▸ **Quoted passage**
***

Measles is a highly contagious virus that lives in the nose and throat mucus of an infected person. It can spread to others through coughing and sneezing. Also, measles virus can live for up to two hours on a surface or in an airspace where the infected person coughed or sneezed. If other people breathe the contaminated air or touch the infected surface, then touch their eyes, noses, or mouths, they can become infected. Measles is so contagious that if one person has it, 90% of the people close to that person who are not immune will also become infected.
Infected people can spread measles to others from four days before to four days after the rash appears.
Another case was recently identified in Eugene, Oregon. The man is so sick that he hasn’t been able to talk to anyone, but his wife says he was in Disneyland and also went to the Rose Bowl game and then flew back home before he started showing symptoms. How many other people did he infect? UPDATE: It turns out the man did not go to the game–see story in comment thread.
Measles cases are also turning up in Northern California, according to SFGate: Disneyland measles outbreak spreads to Bay Area.
A large outbreak of measles that started at two adjacent Disney theme parks in December has now sickened people all over California, including a handful of Bay Area residents, and is prompting public health authorities to urge everyone to get vaccinated if they aren’t already.
California has reported 59 cases of measles since mid-December, the bulk of them in people who either visited or had close contact with someone who had been to Disneyland or California Adventure Park in Anaheim, public health officials said in a media conference call Wednesday. Seven measles cases have been reported in the Bay Area: in Alameda, San Mateo and Santa Clara counties.
Most of the people who have become infected were unvaccinated. Because of the threat of infection, public health officials said people who aren’t vaccinated — either because they can’t get the vaccine or they choose not to — should avoid public places where large groups of people, especially international travelers who may carry measles, congregate.
“We can expect to see many more cases of this vaccine-preventable disease unless people take precautionary measures,” said Dr. Gil Chavez, deputy director of the Center for Infectious Diseases with the California Department of Public Health. “I am asking unvaccinated Californians to consider getting immunized to protect themselves and family and community at large.”
I had measles as a child, and fortunately I didn’t develop any of the complications, such as blindness, severe ear infections, pneumonia, and encephalitis (rare). But now that we have a vaccine for measles, children don’t need to risk these possible dangerous consequences of getting the virus. Sadly, we have a lot of people in this country who believe conspiracy theories about vaccines.
How do the anti-vaxxers avoid the vaccines? Most states require vaccinations for children attending school, but most states also allow religious exemptions. Here’s a list of vaccine requirements in each state. Every state but Mississippi and West Virginia allows religious exemptions; a few states also allow “philosophical” exemptions. Only California allows “objections based on simply the parent(s) beliefs.” I’m guessing some parents avoid vaccinating their children by home-schooling them.
Bloomberg reports that Orange County has banned unvaccinated kids from attending school because of the measles outbreak.
Health officials in Orange County, Calif. have banned two dozen students who have no immunization records from attending high school in the wake of a measles outbreak that has been traced back to Disneyland.

***

Stored data entries
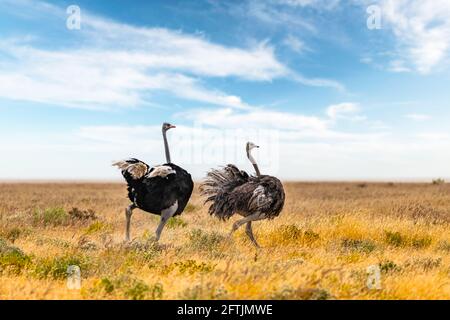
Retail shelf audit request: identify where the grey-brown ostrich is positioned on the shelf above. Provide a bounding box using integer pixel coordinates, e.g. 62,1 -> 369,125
200,142 -> 285,248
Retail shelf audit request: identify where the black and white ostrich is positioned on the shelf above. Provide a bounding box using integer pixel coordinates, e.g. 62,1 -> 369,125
200,142 -> 285,247
113,123 -> 194,241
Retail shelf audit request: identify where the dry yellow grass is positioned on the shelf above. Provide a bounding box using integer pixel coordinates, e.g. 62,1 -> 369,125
0,183 -> 450,299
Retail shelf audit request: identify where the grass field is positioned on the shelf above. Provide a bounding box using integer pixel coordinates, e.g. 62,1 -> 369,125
0,183 -> 450,299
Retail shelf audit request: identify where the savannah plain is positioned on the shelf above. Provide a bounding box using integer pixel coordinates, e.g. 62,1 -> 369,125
0,183 -> 450,299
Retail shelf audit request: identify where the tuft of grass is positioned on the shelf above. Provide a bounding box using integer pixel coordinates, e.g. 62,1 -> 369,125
411,236 -> 433,249
341,239 -> 376,253
0,239 -> 31,274
431,178 -> 445,185
378,260 -> 401,273
436,240 -> 450,252
69,207 -> 98,221
84,221 -> 112,235
384,231 -> 433,249
184,203 -> 197,213
32,255 -> 87,280
33,207 -> 70,226
93,276 -> 164,300
0,227 -> 24,243
271,224 -> 320,244
189,229 -> 225,253
404,258 -> 442,271
384,231 -> 405,247
356,182 -> 369,189
179,282 -> 228,300
269,286 -> 331,300
166,217 -> 187,228
175,260 -> 215,274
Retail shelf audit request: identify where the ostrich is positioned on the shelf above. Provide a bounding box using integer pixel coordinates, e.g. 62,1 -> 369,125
200,142 -> 285,248
113,123 -> 194,241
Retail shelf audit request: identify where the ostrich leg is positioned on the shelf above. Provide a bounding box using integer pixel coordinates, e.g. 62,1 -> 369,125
156,200 -> 178,241
245,221 -> 261,248
125,204 -> 136,241
229,212 -> 266,247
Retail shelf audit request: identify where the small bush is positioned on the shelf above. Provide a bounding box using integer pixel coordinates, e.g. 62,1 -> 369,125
0,239 -> 31,274
189,229 -> 225,252
341,239 -> 376,253
0,227 -> 23,243
437,240 -> 450,252
94,276 -> 164,300
179,282 -> 228,300
384,231 -> 405,247
272,224 -> 320,244
84,221 -> 111,234
269,287 -> 331,300
175,260 -> 215,274
411,236 -> 433,249
33,256 -> 87,280
33,207 -> 70,226
69,208 -> 97,221
124,280 -> 150,300
431,178 -> 445,185
356,182 -> 368,189
405,258 -> 442,271
378,260 -> 400,273
129,238 -> 162,262
184,203 -> 197,212
166,217 -> 187,228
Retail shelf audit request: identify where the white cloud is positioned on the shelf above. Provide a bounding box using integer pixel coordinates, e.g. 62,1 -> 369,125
326,102 -> 360,120
0,1 -> 342,109
178,108 -> 327,132
274,0 -> 340,10
405,113 -> 431,121
379,0 -> 450,74
283,34 -> 308,53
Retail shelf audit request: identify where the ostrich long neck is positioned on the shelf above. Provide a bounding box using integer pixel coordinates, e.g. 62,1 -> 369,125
247,150 -> 261,176
163,130 -> 171,163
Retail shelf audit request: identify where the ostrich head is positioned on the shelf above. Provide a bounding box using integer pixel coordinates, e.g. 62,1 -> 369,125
246,141 -> 259,153
162,122 -> 176,132
245,141 -> 261,176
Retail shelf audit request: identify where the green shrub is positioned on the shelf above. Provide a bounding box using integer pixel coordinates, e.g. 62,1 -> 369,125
166,217 -> 187,228
124,280 -> 150,300
431,178 -> 445,185
189,229 -> 225,253
0,227 -> 23,243
94,276 -> 164,300
384,231 -> 405,247
405,258 -> 442,271
175,260 -> 215,274
33,208 -> 70,226
411,236 -> 433,249
0,239 -> 31,274
69,208 -> 97,221
341,239 -> 376,253
33,255 -> 87,280
179,282 -> 228,300
84,221 -> 111,234
184,203 -> 197,212
437,240 -> 450,252
378,260 -> 400,273
269,286 -> 331,300
274,224 -> 320,243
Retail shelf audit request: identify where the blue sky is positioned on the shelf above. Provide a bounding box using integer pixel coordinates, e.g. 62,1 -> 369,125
0,0 -> 450,180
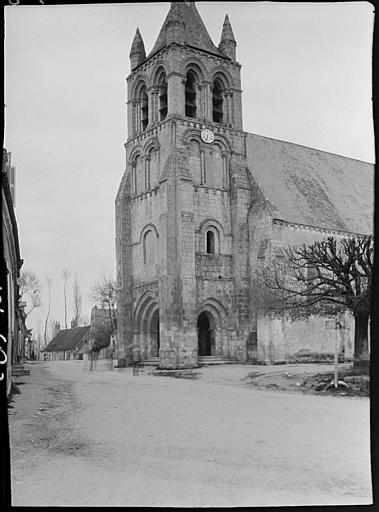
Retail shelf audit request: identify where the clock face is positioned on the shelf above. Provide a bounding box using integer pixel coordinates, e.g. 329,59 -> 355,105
201,128 -> 215,144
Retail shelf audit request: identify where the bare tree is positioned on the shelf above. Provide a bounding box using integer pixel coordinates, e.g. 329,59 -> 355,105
43,276 -> 52,347
252,236 -> 374,367
72,276 -> 82,327
61,268 -> 71,329
88,271 -> 117,330
19,269 -> 42,316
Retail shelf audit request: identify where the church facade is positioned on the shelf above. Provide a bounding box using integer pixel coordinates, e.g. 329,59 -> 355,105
116,2 -> 373,368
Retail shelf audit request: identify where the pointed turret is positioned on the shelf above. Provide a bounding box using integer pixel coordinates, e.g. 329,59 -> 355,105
147,1 -> 222,59
166,2 -> 186,44
218,14 -> 237,60
129,28 -> 146,71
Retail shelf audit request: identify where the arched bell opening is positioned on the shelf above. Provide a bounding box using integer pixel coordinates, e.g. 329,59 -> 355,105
149,309 -> 160,357
197,311 -> 216,356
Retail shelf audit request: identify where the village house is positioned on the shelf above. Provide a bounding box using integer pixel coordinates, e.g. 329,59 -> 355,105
0,149 -> 29,395
44,325 -> 90,361
116,1 -> 374,368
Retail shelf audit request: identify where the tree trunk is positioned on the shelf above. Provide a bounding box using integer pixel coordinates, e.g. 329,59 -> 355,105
354,313 -> 370,368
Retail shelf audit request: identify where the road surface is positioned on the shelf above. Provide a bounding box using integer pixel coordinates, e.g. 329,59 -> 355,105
10,361 -> 372,507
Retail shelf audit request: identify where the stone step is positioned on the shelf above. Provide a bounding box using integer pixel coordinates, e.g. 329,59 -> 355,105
12,368 -> 30,377
141,357 -> 159,366
199,356 -> 238,365
141,356 -> 238,366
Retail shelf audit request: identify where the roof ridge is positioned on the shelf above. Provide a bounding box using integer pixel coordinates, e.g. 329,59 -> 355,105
245,132 -> 375,165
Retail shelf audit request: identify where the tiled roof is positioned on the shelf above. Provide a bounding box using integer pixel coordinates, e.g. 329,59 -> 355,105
45,325 -> 89,352
246,133 -> 374,234
147,2 -> 225,58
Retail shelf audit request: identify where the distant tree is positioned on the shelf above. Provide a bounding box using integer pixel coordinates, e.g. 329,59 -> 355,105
19,269 -> 42,316
252,236 -> 374,367
43,276 -> 52,347
61,268 -> 71,329
72,276 -> 82,327
88,271 -> 117,330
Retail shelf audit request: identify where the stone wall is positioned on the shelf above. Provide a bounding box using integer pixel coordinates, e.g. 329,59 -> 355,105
258,314 -> 354,364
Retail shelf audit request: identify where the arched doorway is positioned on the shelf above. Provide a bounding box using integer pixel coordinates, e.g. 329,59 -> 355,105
197,311 -> 213,356
150,309 -> 159,357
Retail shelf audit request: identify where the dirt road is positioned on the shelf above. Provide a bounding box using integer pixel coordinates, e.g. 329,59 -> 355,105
10,361 -> 371,507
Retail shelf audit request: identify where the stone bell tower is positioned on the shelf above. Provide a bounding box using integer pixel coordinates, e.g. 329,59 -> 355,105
116,2 -> 251,368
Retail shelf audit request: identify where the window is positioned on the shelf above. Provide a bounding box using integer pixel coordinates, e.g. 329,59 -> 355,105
140,86 -> 149,132
212,79 -> 223,123
131,155 -> 142,195
143,229 -> 158,265
185,71 -> 196,117
207,230 -> 215,254
158,72 -> 167,121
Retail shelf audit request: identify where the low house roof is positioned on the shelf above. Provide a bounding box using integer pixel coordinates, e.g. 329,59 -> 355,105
246,133 -> 374,234
45,325 -> 89,352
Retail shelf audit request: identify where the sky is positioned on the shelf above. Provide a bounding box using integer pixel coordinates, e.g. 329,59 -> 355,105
4,2 -> 374,342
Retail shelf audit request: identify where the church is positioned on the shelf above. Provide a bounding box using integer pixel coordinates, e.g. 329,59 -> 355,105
116,1 -> 374,369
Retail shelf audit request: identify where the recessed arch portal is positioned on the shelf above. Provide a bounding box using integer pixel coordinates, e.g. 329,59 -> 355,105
197,311 -> 215,356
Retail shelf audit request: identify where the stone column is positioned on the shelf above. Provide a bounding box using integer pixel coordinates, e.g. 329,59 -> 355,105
147,87 -> 155,126
195,85 -> 203,117
159,150 -> 197,368
200,148 -> 206,185
204,82 -> 213,121
145,155 -> 151,190
222,91 -> 230,124
167,73 -> 185,115
229,92 -> 236,126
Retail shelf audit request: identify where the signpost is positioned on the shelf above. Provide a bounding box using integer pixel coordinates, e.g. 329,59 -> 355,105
325,316 -> 345,388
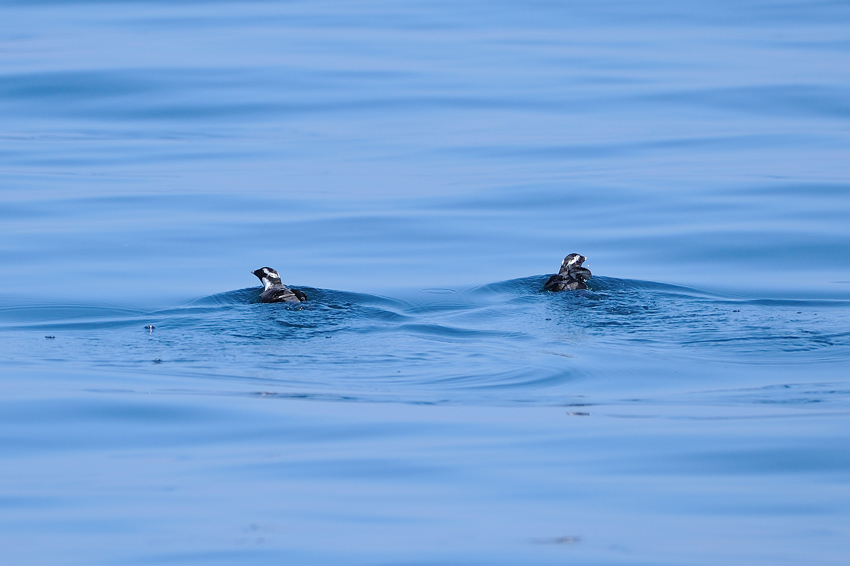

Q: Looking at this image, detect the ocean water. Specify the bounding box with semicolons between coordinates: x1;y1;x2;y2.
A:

***

▸ **Work instruction**
According to the measles text, why did public health officials advise unvaccinated people to avoid public places where large groups gather? Explain in one to three sentences.

▸ **Worked solution**
The officials cited the threat of infection, since crowds, especially those with international travelers who may carry measles, could expose unvaccinated people to the virus. Most of the people infected in the outbreak had not been vaccinated.